GIVEN DATA section start
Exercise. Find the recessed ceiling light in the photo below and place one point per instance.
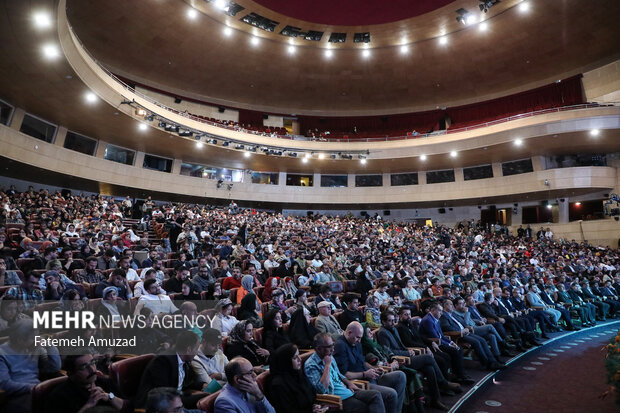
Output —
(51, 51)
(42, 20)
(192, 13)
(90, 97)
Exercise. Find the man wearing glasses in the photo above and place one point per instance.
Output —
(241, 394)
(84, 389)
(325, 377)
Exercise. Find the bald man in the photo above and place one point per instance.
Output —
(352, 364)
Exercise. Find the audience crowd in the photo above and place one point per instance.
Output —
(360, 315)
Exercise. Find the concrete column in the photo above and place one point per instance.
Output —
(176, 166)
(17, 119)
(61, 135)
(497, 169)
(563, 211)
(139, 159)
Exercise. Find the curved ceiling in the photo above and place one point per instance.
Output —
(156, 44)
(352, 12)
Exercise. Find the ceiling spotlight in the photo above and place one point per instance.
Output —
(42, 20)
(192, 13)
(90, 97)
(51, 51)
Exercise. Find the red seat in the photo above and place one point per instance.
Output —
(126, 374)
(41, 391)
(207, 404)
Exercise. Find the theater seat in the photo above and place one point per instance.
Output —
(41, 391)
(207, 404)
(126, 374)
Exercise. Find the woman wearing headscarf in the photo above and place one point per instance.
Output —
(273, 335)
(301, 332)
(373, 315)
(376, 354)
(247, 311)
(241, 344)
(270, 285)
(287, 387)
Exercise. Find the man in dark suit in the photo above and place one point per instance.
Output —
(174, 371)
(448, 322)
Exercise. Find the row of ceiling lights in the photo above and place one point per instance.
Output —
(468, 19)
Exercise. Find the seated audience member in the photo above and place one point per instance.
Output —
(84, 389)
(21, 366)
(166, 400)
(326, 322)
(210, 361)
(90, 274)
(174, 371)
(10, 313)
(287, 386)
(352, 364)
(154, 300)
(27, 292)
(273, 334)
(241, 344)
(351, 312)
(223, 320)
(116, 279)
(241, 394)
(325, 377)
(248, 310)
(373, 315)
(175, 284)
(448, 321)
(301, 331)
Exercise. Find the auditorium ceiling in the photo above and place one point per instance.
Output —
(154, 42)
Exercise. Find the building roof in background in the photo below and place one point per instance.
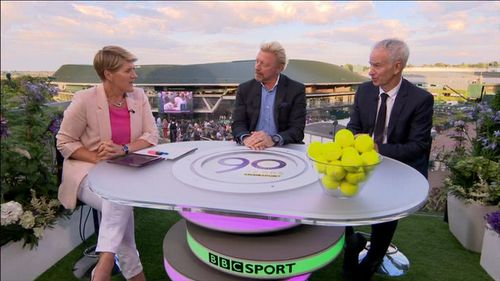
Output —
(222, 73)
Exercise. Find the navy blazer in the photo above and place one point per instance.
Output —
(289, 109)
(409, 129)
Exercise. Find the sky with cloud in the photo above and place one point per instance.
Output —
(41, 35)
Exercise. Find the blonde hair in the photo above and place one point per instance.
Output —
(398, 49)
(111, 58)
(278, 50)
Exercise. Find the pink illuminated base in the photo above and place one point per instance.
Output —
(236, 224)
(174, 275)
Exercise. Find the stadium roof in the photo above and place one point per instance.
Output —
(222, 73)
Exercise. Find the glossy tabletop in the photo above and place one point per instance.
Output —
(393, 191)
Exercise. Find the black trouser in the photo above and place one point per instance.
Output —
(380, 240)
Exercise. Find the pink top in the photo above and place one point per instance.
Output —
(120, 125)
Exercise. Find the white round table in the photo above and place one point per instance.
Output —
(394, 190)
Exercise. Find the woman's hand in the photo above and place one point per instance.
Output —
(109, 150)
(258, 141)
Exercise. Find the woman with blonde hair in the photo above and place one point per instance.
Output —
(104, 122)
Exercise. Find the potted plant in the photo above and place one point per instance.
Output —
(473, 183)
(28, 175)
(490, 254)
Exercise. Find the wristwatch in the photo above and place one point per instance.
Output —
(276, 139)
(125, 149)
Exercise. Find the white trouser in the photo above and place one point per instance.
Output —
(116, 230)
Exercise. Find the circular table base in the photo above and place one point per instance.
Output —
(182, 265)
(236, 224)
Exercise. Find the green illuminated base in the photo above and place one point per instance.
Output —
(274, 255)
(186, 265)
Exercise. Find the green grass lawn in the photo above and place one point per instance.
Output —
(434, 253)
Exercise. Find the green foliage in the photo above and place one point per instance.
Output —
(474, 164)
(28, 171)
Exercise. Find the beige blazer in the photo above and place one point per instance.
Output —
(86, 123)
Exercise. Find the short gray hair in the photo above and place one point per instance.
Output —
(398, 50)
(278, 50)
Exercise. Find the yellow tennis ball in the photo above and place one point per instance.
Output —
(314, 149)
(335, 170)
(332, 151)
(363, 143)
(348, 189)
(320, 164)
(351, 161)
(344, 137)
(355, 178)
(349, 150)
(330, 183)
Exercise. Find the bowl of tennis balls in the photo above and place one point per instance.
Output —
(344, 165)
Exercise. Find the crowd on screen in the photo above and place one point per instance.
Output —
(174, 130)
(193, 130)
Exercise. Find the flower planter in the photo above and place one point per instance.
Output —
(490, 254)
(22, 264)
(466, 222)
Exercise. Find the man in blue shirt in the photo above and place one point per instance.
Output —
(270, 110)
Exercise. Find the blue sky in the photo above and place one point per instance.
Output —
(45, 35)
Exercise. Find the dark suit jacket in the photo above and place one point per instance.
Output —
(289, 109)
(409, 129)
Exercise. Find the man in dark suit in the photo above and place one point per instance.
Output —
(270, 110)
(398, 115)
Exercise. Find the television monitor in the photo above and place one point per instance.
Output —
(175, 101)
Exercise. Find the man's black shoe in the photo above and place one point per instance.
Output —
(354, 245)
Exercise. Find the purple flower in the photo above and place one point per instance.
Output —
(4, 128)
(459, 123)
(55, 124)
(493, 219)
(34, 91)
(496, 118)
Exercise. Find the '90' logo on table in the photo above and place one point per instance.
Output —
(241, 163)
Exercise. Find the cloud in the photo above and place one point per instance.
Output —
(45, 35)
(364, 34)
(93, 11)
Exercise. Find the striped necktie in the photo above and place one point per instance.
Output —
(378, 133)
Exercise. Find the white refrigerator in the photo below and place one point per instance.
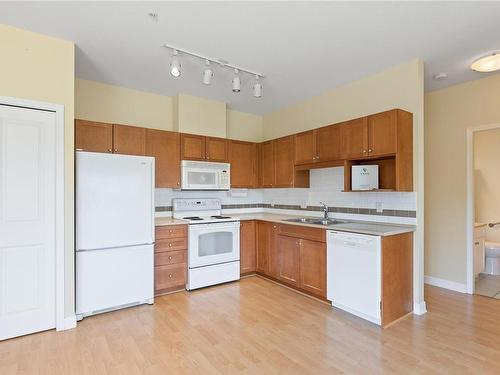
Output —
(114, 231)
GIVEN DATA section end
DESCRIPTION OF THE TASK
For the records above, give every line again exactly and skip the pictures.

SOLUTION FOR THIS EXERCISE
Exercise. Find the recessed ceiling light in the photo below and place one point per instance.
Output —
(51, 51)
(42, 20)
(192, 13)
(90, 97)
Exercise. Find the man wearing glasses in the photo above and place one point per instance.
Output —
(241, 394)
(84, 389)
(325, 377)
Exercise. Find the bald man in the photo above and place one point per instance.
Output —
(352, 364)
Exercise. Find the audience crowd in the photo above and place one point per instance.
Output —
(360, 315)
Exercise. Find the concrete column in the photo above and place one point per instance.
Output —
(176, 166)
(17, 119)
(61, 135)
(497, 169)
(563, 211)
(139, 159)
Exercise. Find the curved ceiling in the photo above and place one point per instance.
Output —
(156, 44)
(352, 12)
Exercise. Find the ceiling spotlight in the photo above and place one point per instance.
Output —
(42, 20)
(192, 13)
(90, 97)
(51, 51)
Exercise. Find the red seat in the photo above and place one point per instance.
Output —
(126, 374)
(41, 391)
(207, 404)
Exercise. Find the theater seat in the photo above and place one point per instance.
Output —
(41, 391)
(207, 404)
(126, 374)
Exercise. Find the woman wearing headscarf in the photo above and place one point per instance.
Output —
(273, 335)
(301, 332)
(373, 315)
(376, 354)
(247, 311)
(241, 344)
(270, 285)
(287, 387)
Exercise. Find the man in dark suit in the photo above and place one point per instance.
Output —
(174, 371)
(448, 322)
Exercise. Find the row of ceiling lights in the photo above and place one point per instance.
Output —
(468, 19)
Exercise. Find the seated audience member in the photo above and place one point per instance.
Output —
(84, 389)
(21, 366)
(166, 400)
(326, 322)
(210, 361)
(90, 274)
(174, 371)
(10, 313)
(287, 386)
(352, 364)
(154, 300)
(27, 292)
(273, 334)
(241, 344)
(351, 312)
(223, 320)
(116, 279)
(241, 394)
(325, 377)
(248, 310)
(373, 315)
(175, 284)
(448, 321)
(301, 331)
Exercise. Find the auditorium ceiling in the photo above and place one point per instance.
Output —
(154, 42)
Exercise. Find the building roof in background in the photo below and place one point per instance.
Output —
(222, 73)
Exercise. Find the navy blazer in the photo above and place one point per instance.
Output —
(289, 109)
(409, 129)
Exercise. Find the sky with cloud in the photo above and place one point per instance.
Output —
(41, 35)
Exercise. Find the blonde hair in the photo above and place one point per instance.
Output —
(398, 49)
(111, 58)
(278, 50)
Exercise. Find the pink illuminated base in the photo above and place one point per instance.
Output —
(236, 224)
(174, 275)
Exercise. Find the stadium roof in the photo above and place one point per instance.
Output —
(222, 73)
Exercise. Find the glossy tabletop in the photo above and place one point per instance.
Output —
(393, 191)
Exercise. Find the black trouser in the photo above and place one point per instance.
Output —
(380, 240)
Exercise. Find the pink top in the photo above and place one point per instance.
Output —
(120, 125)
Exercise. Find the white round table in the photo above and place one point per instance.
Output —
(394, 190)
Exercise. Find the woman's hand in the photo above and place one point per instance.
Output —
(109, 150)
(258, 141)
Exercise. Find the woman with blonde hair in the photo above and place one point per instance.
Output —
(104, 122)
Exercise. Find the potted plant in the photo above and place one point per instance.
Output —
(473, 183)
(28, 175)
(490, 254)
Exercise. Find the wristwatch in the photo above and place one point per instance.
Output —
(276, 139)
(125, 149)
Exercise. Find the white trouser in the photo above and place one point per instance.
Output —
(116, 230)
Exercise. Find the circular table base in the photo above and place one point per instance.
Output —
(182, 265)
(236, 224)
Exercise. Find the green illuminated base in the photo above and place one point per instance.
Output —
(274, 255)
(186, 265)
Exercise. Find the green grass lawn in the photo above and place one point per instance.
Output —
(434, 253)
Exercise. Find the green foliage in the photo above and place one point per instance.
Output —
(474, 164)
(28, 171)
Exercise. Find the beige blazer in the photo above and place one point per instance.
Output —
(86, 123)
Exercise. Find the short gray hair in the photo above and place one point per instance.
Output —
(398, 50)
(278, 50)
Exercise. Find the yellow tennis ball in the photo above and place one point per instance.
Output —
(314, 149)
(335, 170)
(332, 151)
(363, 143)
(348, 189)
(320, 164)
(351, 161)
(344, 137)
(355, 178)
(349, 150)
(330, 183)
Exercise. Find the bowl of tennis balls in the photo above and place one point per instance.
Output —
(344, 165)
Exercise. Find the crowd on screen in the photo above and place one point per instance.
Output —
(174, 130)
(193, 130)
Exercise. Find the flower planter in the photo above and place one point per instance.
Output —
(490, 254)
(22, 264)
(466, 222)
Exercise. Find the man in blue shirt in the photo above and place one point per instance.
Output —
(270, 110)
Exercise. Find the blue sky in the photo above and place one point per instance.
Output —
(45, 35)
Exercise. Find the dark suit jacket in the photo above and place one point per instance.
Output —
(289, 109)
(409, 129)
Exercise. Find the man in dark suit in the photo above and place one point per instance.
Output —
(270, 110)
(398, 115)
Exercise. Find the television monitor in the photo above and place one point per instance.
Output —
(175, 101)
Exercise. Find the man's black shoe in the photo above and place one point per instance.
Output —
(354, 245)
Exercise. Find the purple flower in the photo above and place one point per instance.
Output —
(4, 128)
(459, 123)
(55, 124)
(493, 219)
(34, 91)
(496, 118)
Exercise. Find the '90' logo on table in the photo above and place one point per instance.
Output —
(241, 163)
Exercise. Find the cloud in the photo above and place one point per instance.
Output —
(45, 35)
(364, 34)
(93, 11)
Exercise. Find the striped necktie in the photo above and place one point per instance.
Output —
(378, 133)
Exercise. Find the white refrigerator in the photo below and place one point per instance.
Output —
(114, 231)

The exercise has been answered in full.